- _REQUIREMENT_
Find every line in the records below that contains the word "horizon", matching case exactly, and copy each of those lines.

[Spatial annotation records]
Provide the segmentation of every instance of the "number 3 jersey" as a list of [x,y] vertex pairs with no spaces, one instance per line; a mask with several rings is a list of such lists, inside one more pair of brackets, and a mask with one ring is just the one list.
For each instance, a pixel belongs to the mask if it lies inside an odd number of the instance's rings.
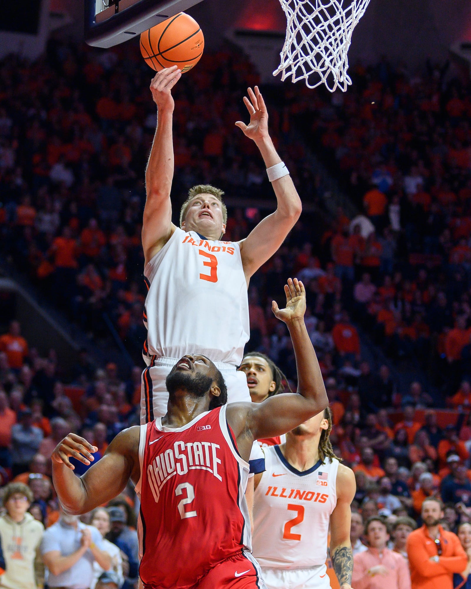
[[146,589],[190,589],[215,565],[251,550],[248,464],[227,405],[178,428],[141,426],[140,575]]
[[239,244],[177,227],[145,266],[144,359],[207,356],[238,366],[248,339],[247,281]]
[[261,567],[325,564],[330,514],[337,504],[339,461],[292,466],[279,446],[263,448],[266,471],[254,497],[253,554]]

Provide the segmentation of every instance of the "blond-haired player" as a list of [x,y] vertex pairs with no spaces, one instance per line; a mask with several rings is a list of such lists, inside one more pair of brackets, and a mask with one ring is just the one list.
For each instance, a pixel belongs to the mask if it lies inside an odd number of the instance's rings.
[[[227,217],[223,193],[210,186],[197,186],[183,204],[180,227],[172,223],[174,102],[171,91],[180,75],[174,66],[159,72],[151,84],[158,121],[145,173],[142,233],[148,287],[142,423],[167,412],[165,378],[185,353],[203,354],[214,363],[224,378],[230,402],[250,400],[246,378],[236,369],[249,337],[247,286],[301,213],[299,196],[270,139],[267,108],[256,87],[254,92],[248,89],[250,100],[244,98],[249,124],[236,124],[260,150],[276,195],[276,210],[246,239],[220,241]],[[251,465],[253,472],[263,470],[263,456],[260,460],[258,467]]]
[[[320,369],[319,369],[320,373]],[[330,409],[264,448],[266,471],[256,475],[253,554],[268,589],[329,589],[327,542],[341,589],[351,589],[353,471],[329,439]]]

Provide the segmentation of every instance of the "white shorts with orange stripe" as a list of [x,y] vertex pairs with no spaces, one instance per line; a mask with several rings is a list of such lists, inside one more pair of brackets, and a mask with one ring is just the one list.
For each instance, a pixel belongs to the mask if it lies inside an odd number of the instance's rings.
[[330,579],[325,564],[307,568],[261,567],[267,589],[330,589]]
[[[152,357],[150,366],[144,369],[141,386],[141,425],[163,417],[167,413],[168,393],[165,387],[165,379],[179,359]],[[233,364],[214,362],[214,365],[224,376],[227,387],[227,402],[245,401],[250,403],[251,399],[245,373],[236,370]],[[265,457],[258,444],[254,444],[249,462],[252,474],[265,470]]]

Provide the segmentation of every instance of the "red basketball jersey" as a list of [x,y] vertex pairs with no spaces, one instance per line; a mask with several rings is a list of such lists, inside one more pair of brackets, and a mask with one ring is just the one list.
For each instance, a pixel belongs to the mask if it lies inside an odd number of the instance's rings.
[[182,428],[141,426],[140,575],[146,589],[190,589],[218,562],[251,550],[239,455],[227,406]]

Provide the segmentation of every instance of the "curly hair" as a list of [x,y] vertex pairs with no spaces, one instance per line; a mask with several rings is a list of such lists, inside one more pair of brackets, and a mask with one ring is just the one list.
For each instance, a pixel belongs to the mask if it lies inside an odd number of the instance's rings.
[[323,429],[320,434],[319,440],[319,458],[323,462],[326,458],[329,458],[331,462],[333,458],[337,458],[339,462],[342,461],[341,458],[336,456],[334,449],[332,448],[332,444],[330,442],[330,432],[332,431],[332,412],[330,407],[326,407],[324,409],[324,419],[329,422],[329,427],[327,429]]
[[221,203],[221,208],[223,210],[223,222],[224,223],[227,223],[227,207],[223,200],[224,191],[221,190],[218,188],[215,188],[215,187],[211,186],[211,184],[198,184],[197,186],[193,186],[193,188],[191,188],[188,190],[188,198],[181,206],[181,209],[180,209],[180,227],[181,227],[181,224],[187,216],[188,205],[193,198],[195,196],[198,196],[198,194],[212,194],[213,196],[217,198]]
[[251,358],[263,358],[271,370],[271,379],[275,381],[276,386],[274,391],[268,392],[269,397],[271,397],[274,395],[279,395],[280,393],[284,393],[286,387],[288,388],[288,390],[290,393],[293,392],[290,386],[290,383],[288,382],[288,379],[271,358],[269,358],[265,354],[263,354],[261,352],[248,352],[246,354],[244,354],[242,362],[243,362],[246,358],[249,356]]

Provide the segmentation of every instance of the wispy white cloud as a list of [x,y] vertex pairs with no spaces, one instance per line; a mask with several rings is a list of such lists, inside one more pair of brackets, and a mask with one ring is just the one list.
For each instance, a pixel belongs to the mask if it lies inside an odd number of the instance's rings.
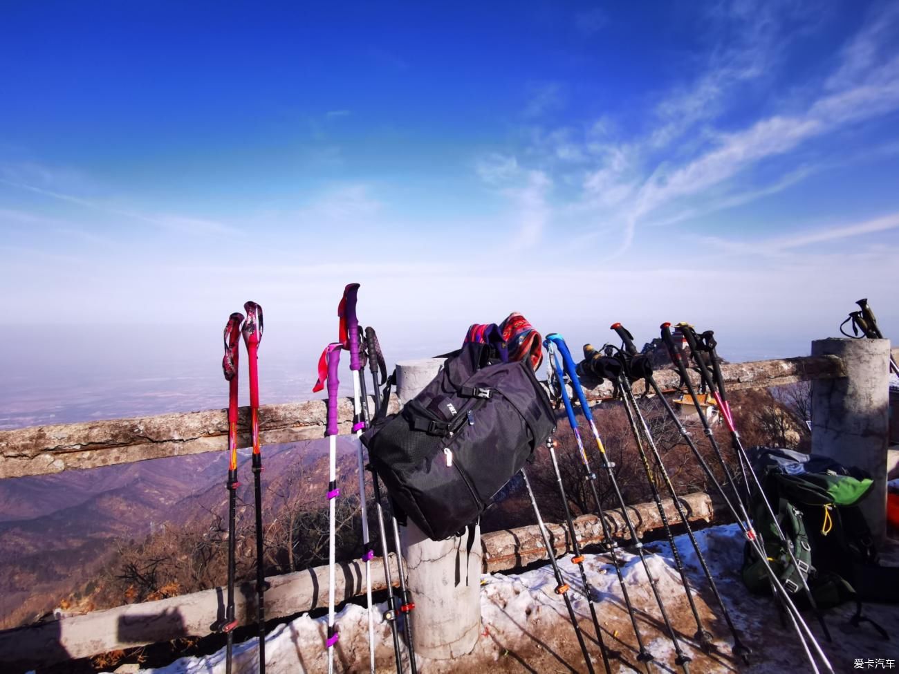
[[551,216],[548,197],[553,182],[549,176],[543,171],[524,169],[514,157],[501,154],[483,157],[476,171],[512,207],[508,217],[513,231],[506,241],[516,250],[539,244]]
[[[720,236],[702,236],[699,238],[705,244],[720,251],[734,254],[783,258],[793,251],[807,249],[818,244],[852,239],[893,229],[899,229],[899,211],[859,222],[815,227],[786,236],[774,236],[761,240],[725,239]],[[812,258],[806,255],[806,259],[807,262]]]
[[[899,5],[875,5],[817,82],[792,90],[788,100],[771,97],[742,128],[734,129],[728,115],[746,85],[767,84],[797,36],[814,29],[814,22],[809,28],[800,21],[804,12],[796,4],[716,4],[708,33],[717,41],[695,59],[695,76],[661,97],[650,129],[628,136],[608,117],[580,130],[570,124],[537,128],[530,146],[479,164],[479,175],[494,184],[496,176],[533,170],[551,184],[574,186],[564,192],[564,202],[544,192],[544,226],[616,227],[620,254],[650,218],[656,226],[673,225],[743,206],[838,165],[826,152],[823,160],[791,157],[899,111],[899,42],[892,39],[899,30]],[[882,140],[871,152],[882,155],[892,139]],[[849,160],[845,153],[840,156],[843,164]]]
[[41,196],[49,197],[50,199],[57,200],[59,201],[65,201],[67,203],[75,204],[76,206],[105,213],[107,215],[118,216],[121,217],[127,217],[131,220],[137,220],[139,222],[146,223],[147,225],[154,226],[156,227],[165,229],[168,231],[178,232],[181,234],[200,235],[209,234],[227,234],[227,235],[240,234],[240,230],[238,230],[236,227],[233,227],[229,225],[225,225],[224,223],[218,222],[216,220],[191,217],[175,214],[144,213],[138,210],[122,208],[118,206],[110,205],[108,203],[100,201],[98,200],[84,199],[79,196],[75,196],[72,194],[65,194],[59,191],[56,191],[54,190],[48,190],[42,187],[38,187],[36,185],[31,185],[24,182],[18,182],[12,180],[6,180],[4,178],[0,178],[0,184],[4,184],[9,187],[14,187],[19,190],[31,191],[35,194],[40,194]]
[[329,188],[302,208],[298,216],[310,224],[319,220],[355,223],[374,217],[383,208],[370,185],[347,184]]
[[565,86],[560,82],[535,83],[529,89],[528,102],[522,112],[527,118],[542,117],[565,105]]
[[601,7],[591,7],[574,14],[574,28],[582,35],[592,37],[609,24],[609,14]]

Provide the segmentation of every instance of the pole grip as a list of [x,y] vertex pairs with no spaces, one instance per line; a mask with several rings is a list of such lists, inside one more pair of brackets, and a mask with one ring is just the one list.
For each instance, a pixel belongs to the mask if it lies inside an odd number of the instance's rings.
[[[690,352],[693,355],[694,359],[698,359],[699,356],[697,354],[699,351],[699,345],[693,326],[688,323],[679,323],[677,327],[681,331],[681,334],[687,341],[687,346],[690,347]],[[699,365],[699,363],[697,363],[697,365]]]
[[677,350],[674,348],[674,338],[672,337],[672,324],[670,323],[662,324],[659,328],[662,331],[662,341],[668,349],[668,356],[672,359],[672,365],[678,364]]
[[618,333],[619,337],[621,338],[621,341],[624,342],[624,348],[628,353],[631,356],[636,356],[637,354],[638,351],[636,350],[636,346],[634,344],[634,335],[632,335],[624,325],[620,323],[613,323],[610,330],[614,330]]
[[552,356],[556,365],[556,375],[559,378],[559,388],[562,390],[562,401],[565,404],[565,412],[568,416],[568,423],[572,429],[577,428],[577,420],[574,419],[574,408],[571,404],[571,398],[568,396],[568,390],[565,387],[565,370],[562,369],[562,363],[559,362],[559,354],[555,347],[555,342],[549,341],[549,336],[543,341],[543,346]]
[[856,304],[859,305],[859,307],[861,309],[861,315],[865,317],[865,323],[868,324],[867,329],[862,326],[862,330],[865,330],[866,333],[869,331],[874,337],[882,340],[884,338],[884,334],[880,332],[880,328],[877,326],[877,319],[875,317],[874,312],[868,304],[868,298],[863,297],[856,302]]
[[244,315],[239,311],[228,316],[225,324],[225,357],[222,359],[222,371],[225,380],[228,383],[228,423],[237,422],[237,366],[240,349],[240,324],[244,322]]
[[246,354],[249,357],[248,370],[250,374],[250,407],[259,409],[259,361],[257,354],[259,343],[263,341],[263,307],[255,302],[245,302],[244,311],[246,320],[244,322],[244,343],[246,344]]
[[359,319],[356,317],[356,294],[359,292],[358,283],[348,283],[343,288],[343,298],[337,306],[337,315],[340,316],[340,339],[343,347],[350,351],[350,369],[361,368],[359,359]]
[[325,358],[328,361],[328,423],[325,430],[325,435],[337,435],[337,389],[340,387],[340,380],[337,378],[337,372],[340,369],[340,350],[339,343],[329,344],[325,350]]

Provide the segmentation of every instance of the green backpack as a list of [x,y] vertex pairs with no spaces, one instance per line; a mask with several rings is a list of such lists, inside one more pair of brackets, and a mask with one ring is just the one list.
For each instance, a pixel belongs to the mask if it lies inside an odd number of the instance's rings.
[[[794,601],[808,605],[800,591],[805,581],[820,608],[855,601],[854,625],[871,622],[861,616],[862,601],[899,601],[899,568],[877,565],[871,532],[858,506],[871,491],[871,478],[826,457],[770,448],[756,448],[753,452],[753,469],[796,564],[758,493],[750,514],[769,563]],[[743,551],[743,581],[752,592],[770,591],[764,564],[748,545]]]

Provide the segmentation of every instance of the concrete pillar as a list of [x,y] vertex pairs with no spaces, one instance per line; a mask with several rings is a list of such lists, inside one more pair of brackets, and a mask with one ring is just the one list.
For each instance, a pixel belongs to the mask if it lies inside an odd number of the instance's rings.
[[826,339],[812,355],[842,359],[846,377],[812,382],[812,451],[871,474],[861,504],[877,541],[886,536],[886,456],[889,434],[888,340]]
[[[400,404],[424,388],[442,364],[443,359],[396,363],[396,396]],[[480,527],[476,528],[467,559],[466,537],[432,541],[410,521],[400,528],[400,537],[409,591],[415,602],[412,614],[415,653],[450,660],[471,652],[481,632]]]

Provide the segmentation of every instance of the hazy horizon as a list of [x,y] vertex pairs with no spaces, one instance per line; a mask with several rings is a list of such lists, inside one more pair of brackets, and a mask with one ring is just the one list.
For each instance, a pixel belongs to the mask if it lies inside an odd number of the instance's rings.
[[[899,4],[42,4],[0,24],[0,427],[311,395],[343,286],[389,360],[523,313],[799,355],[899,335]],[[58,416],[54,417],[52,415]]]

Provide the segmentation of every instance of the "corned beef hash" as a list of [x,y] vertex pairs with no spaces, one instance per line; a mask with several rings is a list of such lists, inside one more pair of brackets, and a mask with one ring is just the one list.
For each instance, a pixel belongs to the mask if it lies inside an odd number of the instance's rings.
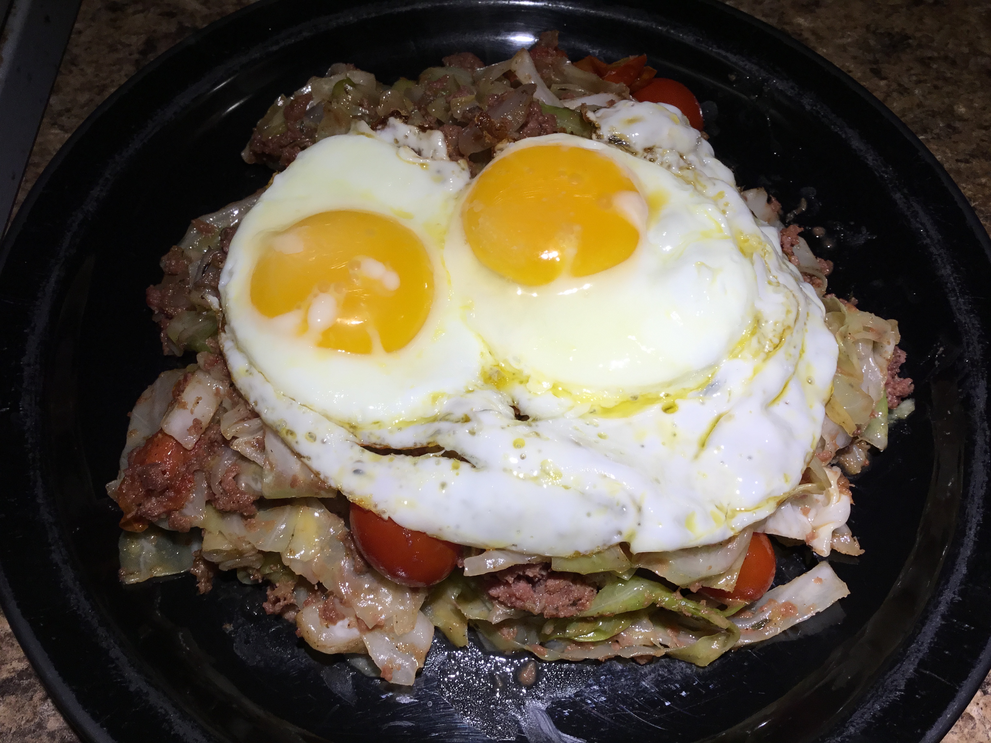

- _EXERCISE OUTPUT_
Provide the segmentation of every instance of the hazy horizon as a list of [x,y] vertex pairs with no spaces, one instance per line; a mask with several rings is a list of such lists, inside one more pair of brackets, and a mask with one ring is just the one list.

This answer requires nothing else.